Stated problem
From the line that includes "The scan above contains the young girl" to the last line of the records that follow, copy every line exactly and nothing more, omitting pictures.
— START Given data —
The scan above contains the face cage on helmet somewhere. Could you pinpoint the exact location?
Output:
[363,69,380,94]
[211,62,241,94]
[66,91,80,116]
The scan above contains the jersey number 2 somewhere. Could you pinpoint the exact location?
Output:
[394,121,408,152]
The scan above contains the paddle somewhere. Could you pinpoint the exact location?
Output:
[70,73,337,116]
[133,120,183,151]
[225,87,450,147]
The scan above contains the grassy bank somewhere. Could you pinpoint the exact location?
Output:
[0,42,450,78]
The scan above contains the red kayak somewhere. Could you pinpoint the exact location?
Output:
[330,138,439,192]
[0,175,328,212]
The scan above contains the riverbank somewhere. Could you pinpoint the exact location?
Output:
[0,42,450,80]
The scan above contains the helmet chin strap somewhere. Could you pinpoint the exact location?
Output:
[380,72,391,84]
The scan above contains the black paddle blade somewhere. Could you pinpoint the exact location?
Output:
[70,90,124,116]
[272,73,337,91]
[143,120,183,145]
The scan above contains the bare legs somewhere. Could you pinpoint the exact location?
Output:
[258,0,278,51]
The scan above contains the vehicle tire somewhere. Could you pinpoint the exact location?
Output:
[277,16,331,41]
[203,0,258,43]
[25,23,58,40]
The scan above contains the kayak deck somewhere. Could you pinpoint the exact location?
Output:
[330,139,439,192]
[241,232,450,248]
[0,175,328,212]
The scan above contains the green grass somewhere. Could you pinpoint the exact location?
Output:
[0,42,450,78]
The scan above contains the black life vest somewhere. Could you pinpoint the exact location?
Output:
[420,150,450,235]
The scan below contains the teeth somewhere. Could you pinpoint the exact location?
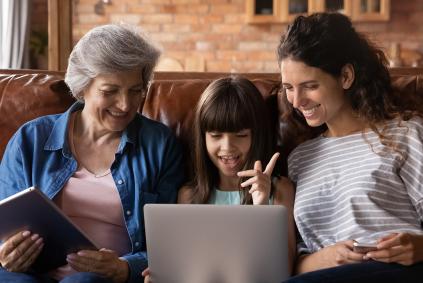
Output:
[109,110,126,117]
[302,104,320,116]
[220,156,238,161]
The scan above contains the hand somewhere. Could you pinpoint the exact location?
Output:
[66,249,129,283]
[366,233,423,265]
[322,240,365,267]
[141,267,152,283]
[237,152,279,204]
[0,231,44,272]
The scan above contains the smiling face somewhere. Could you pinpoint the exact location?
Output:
[206,129,251,189]
[82,70,144,132]
[281,58,354,131]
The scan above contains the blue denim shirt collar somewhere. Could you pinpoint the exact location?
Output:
[44,102,139,158]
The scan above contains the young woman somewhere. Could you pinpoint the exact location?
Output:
[143,77,295,282]
[278,13,423,282]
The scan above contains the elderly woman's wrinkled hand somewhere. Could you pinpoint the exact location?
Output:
[66,249,129,283]
[366,233,423,265]
[0,231,44,272]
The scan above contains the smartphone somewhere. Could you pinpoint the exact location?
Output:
[353,242,377,254]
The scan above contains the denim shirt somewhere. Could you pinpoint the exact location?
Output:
[0,102,184,282]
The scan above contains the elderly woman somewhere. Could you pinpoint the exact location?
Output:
[0,25,183,282]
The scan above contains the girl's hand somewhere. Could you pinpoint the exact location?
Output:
[237,152,279,204]
[0,231,44,272]
[66,249,129,283]
[141,267,152,283]
[296,240,365,274]
[366,233,423,265]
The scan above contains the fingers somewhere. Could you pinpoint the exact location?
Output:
[13,239,44,272]
[241,176,259,188]
[263,152,279,176]
[1,234,43,272]
[141,267,150,277]
[254,160,263,172]
[237,152,280,177]
[10,235,44,269]
[377,233,406,250]
[377,233,398,247]
[1,231,31,255]
[66,252,119,276]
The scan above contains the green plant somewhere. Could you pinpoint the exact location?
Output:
[29,30,48,55]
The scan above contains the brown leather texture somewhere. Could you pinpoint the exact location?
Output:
[0,68,423,178]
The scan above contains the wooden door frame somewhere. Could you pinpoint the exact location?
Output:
[47,0,72,71]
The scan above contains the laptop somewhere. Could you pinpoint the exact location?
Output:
[144,204,289,283]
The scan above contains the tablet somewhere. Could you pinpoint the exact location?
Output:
[0,187,97,272]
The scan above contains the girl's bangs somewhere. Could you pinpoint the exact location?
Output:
[200,91,253,133]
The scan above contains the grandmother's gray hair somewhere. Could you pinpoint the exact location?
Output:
[65,24,161,100]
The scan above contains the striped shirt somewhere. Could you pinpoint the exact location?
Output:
[288,117,423,253]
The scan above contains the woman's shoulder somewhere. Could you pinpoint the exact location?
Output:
[134,114,174,139]
[288,136,322,163]
[385,115,423,135]
[273,176,295,206]
[16,113,64,140]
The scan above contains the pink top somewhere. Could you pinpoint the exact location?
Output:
[49,112,131,280]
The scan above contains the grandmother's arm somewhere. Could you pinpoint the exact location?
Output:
[0,131,32,200]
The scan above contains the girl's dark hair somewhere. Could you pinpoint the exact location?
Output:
[277,13,416,149]
[192,76,274,204]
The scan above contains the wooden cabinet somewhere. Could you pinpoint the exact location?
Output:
[351,0,391,21]
[247,0,281,23]
[246,0,390,23]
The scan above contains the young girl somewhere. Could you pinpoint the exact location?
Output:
[143,77,295,282]
[178,77,294,209]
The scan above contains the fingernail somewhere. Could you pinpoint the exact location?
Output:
[66,254,76,260]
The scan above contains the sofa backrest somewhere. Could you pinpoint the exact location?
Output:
[0,68,423,178]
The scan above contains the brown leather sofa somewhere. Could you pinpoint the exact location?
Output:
[0,68,423,179]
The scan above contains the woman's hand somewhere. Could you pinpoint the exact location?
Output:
[366,233,423,265]
[0,231,44,272]
[141,267,152,283]
[296,240,366,273]
[237,152,279,204]
[66,249,129,283]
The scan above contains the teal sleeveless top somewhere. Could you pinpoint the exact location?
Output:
[209,189,241,205]
[209,189,273,205]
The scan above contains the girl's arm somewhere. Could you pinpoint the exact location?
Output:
[273,177,296,273]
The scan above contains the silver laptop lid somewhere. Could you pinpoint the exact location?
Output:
[144,204,289,283]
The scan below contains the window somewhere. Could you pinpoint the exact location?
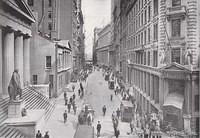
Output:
[171,48,181,64]
[153,23,158,41]
[147,51,150,66]
[144,52,147,65]
[141,13,144,25]
[195,117,199,134]
[48,23,52,31]
[48,11,52,19]
[46,56,51,68]
[153,51,158,67]
[49,75,53,88]
[33,75,37,84]
[148,6,151,21]
[153,0,158,15]
[148,28,151,43]
[141,32,144,45]
[49,0,52,7]
[172,19,181,37]
[194,95,199,112]
[27,0,34,6]
[144,10,147,24]
[144,30,147,44]
[172,0,181,7]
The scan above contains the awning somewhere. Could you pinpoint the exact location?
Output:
[163,93,184,109]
— END Given data —
Task result
The scan above contains the young girl somewhere. Could you pinpoint the exact location?
Output:
[143,77,295,282]
[178,77,294,209]
The scan above contains the fingernail somewhere. Could you pinpoint the exact location?
Output:
[66,254,76,260]
The scan above contains the sofa backrest somewhere. Could you pinpoint the exact location?
Output:
[0,68,423,178]
The scan above contains the brown leather sofa somewhere. Could you pinpoint the exact location?
Output:
[0,68,423,179]
The scan above contains the woman's hand somewhere. Could you pinpoint the exact location?
Output:
[366,233,423,265]
[0,231,44,272]
[141,267,152,283]
[296,240,366,273]
[237,152,279,204]
[66,249,129,283]
The scan above contains the teal sleeveless top somewhere. Could you pinpoint the exact location?
Output:
[209,189,241,205]
[209,189,273,205]
The scan above contains the girl's arm somewhere. Could you pinpoint the exact location?
Output:
[273,177,296,273]
The scan above contains the silver laptop lid somewhere. Could you pinpoint the exact location?
Output:
[144,204,289,283]
The scan below contains the window somewhere. Could you pinpoint the exact location?
Output:
[171,48,181,64]
[153,23,158,41]
[147,51,150,66]
[144,52,147,65]
[141,13,144,25]
[195,117,199,134]
[48,23,52,31]
[48,11,52,19]
[46,56,51,68]
[153,51,158,67]
[49,75,53,88]
[33,75,37,84]
[148,6,151,21]
[153,0,158,15]
[148,28,151,43]
[141,32,144,45]
[49,0,52,7]
[172,19,181,37]
[194,95,199,112]
[27,0,34,6]
[144,10,147,24]
[144,30,147,44]
[172,0,181,7]
The scan above contains the awning somewhere. Could you pinpoint the exact location?
Output:
[163,93,184,109]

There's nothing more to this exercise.